::: SOURCE DOCUMENT

Opening Day: Cross it off the bucket list

Shohei Ohtani

Shohei Ohtani, shown on the Angel Stadium video board during his pre-game warmup as the teams lined up on the foul lines, on Opening Day. He pitched brilliantly but in a lost cause, the Angels losing 3-1.

The owners probably won’t stop by to see what I’m about to write, but their otherwise ill-advised 1 December-10 March lockout did me one solid. But only one.

After the World Series, and as soon as they went on sale, I’d bought tickets for what I thought would be the Angels’ home opener. They were scheduled originally to open the season on the road. But commissioner Rob Manfred’s cancellation of the regular season’s first series, in light of the owners’ further goalpost-moving shenanigans, turned the Angels’ home opener into Opening Day, after all.

It wasn’t enough to turn my thinking toward the owners’ side one iota, but it did enable me to cross something off my bucket list. Despite a lifetime of loving the game and watching countless games in the stands and on television, I’d never actually had the chance to be at the ballpark on Opening Day. Until Thursday evening.

The best part of the evening was that I got to do it with my now 28-year-old son, Bryan. The second-best part was being able to cross another item off the baseball bucket list within half an hour of us getting our pre-game food and drink, after putting replica 1972-1990 Angels hats onto our heads.

The Ball

The foul ball, now crossed off my bucket list, sitting atop my notebook, before I handed it to my son.

While the visiting Astros took batting practise, a line drive sailed into our section down the right field line. Adjacent fans made it impossible for me to see just which Astro hit the ball, but the ball bounced around off seats in front of us, then under them, and riocheted off a fan two seats to our right, before rolling on the floor under us to where I could grab the ball before another fan reaching under the seat in front of me did.

::::::
::: DATA LINES

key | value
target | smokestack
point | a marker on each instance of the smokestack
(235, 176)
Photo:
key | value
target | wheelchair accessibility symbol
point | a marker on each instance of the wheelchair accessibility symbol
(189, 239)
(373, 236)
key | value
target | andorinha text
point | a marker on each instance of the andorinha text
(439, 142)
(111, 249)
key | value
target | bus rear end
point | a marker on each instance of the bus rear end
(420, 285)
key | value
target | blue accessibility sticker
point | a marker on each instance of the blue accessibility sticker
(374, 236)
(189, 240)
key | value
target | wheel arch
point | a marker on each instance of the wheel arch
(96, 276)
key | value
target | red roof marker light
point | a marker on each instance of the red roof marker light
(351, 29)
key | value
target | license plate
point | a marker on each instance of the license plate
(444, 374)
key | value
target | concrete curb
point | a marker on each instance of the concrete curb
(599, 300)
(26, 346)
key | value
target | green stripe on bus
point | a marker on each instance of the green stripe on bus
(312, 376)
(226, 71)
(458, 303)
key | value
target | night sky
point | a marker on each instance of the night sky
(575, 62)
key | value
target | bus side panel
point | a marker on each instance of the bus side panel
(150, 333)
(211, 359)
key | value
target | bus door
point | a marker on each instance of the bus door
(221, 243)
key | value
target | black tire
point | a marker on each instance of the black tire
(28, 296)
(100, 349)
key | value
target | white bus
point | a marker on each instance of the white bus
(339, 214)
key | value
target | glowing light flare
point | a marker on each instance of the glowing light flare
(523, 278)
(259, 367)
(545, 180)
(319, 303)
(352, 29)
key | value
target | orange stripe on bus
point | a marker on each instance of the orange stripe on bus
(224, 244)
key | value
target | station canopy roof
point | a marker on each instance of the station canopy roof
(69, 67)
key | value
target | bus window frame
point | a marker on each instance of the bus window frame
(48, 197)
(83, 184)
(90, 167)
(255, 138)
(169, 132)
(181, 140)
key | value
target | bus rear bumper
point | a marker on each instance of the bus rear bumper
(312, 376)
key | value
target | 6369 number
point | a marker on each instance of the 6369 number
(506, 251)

::::::

- _SHORT EXERCISE_
Print the Opening Day article above again in full, word for word.

- _RESULT OF THIS EXERCISE_
Opening Day: Cross it off the bucket list

Shohei Ohtani

Shohei Ohtani, shown on the Angel Stadium video board during his pre-game warmup as the teams lined up on the foul lines, on Opening Day. He pitched brilliantly but in a lost cause, the Angels losing 3-1.

The owners probably won’t stop by to see what I’m about to write, but their otherwise ill-advised 1 December-10 March lockout did me one solid. But only one.

After the World Series, and as soon as they went on sale, I’d bought tickets for what I thought would be the Angels’ home opener. They were scheduled originally to open the season on the road. But commissioner Rob Manfred’s cancellation of the regular season’s first series, in light of the owners’ further goalpost-moving shenanigans, turned the Angels’ home opener into Opening Day, after all.

It wasn’t enough to turn my thinking toward the owners’ side one iota, but it did enable me to cross something off my bucket list. Despite a lifetime of loving the game and watching countless games in the stands and on television, I’d never actually had the chance to be at the ballpark on Opening Day. Until Thursday evening.

The best part of the evening was that I got to do it with my now 28-year-old son, Bryan. The second-best part was being able to cross another item off the baseball bucket list within half an hour of us getting our pre-game food and drink, after putting replica 1972-1990 Angels hats onto our heads.

The Ball

The foul ball, now crossed off my bucket list, sitting atop my notebook, before I handed it to my son.

While the visiting Astros took batting practise, a line drive sailed into our section down the right field line. Adjacent fans made it impossible for me to see just which Astro hit the ball, but the ball bounced around off seats in front of us, then under them, and riocheted off a fan two seats to our right, before rolling on the floor under us to where I could grab the ball before another fan reaching under the seat in front of me did.